= Entries from a point annotation set =
- - -

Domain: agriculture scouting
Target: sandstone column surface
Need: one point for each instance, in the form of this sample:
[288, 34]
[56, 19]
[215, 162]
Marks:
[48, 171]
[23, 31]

- - -

= Task description =
Rewrite the listing above with "Object" in place of "Target", keeping everything else the same.

= Reply =
Domain: agriculture scouting
Object: sandstone column surface
Need: one point for each instance, in the form of this sample:
[288, 34]
[56, 19]
[215, 162]
Marks:
[48, 171]
[23, 31]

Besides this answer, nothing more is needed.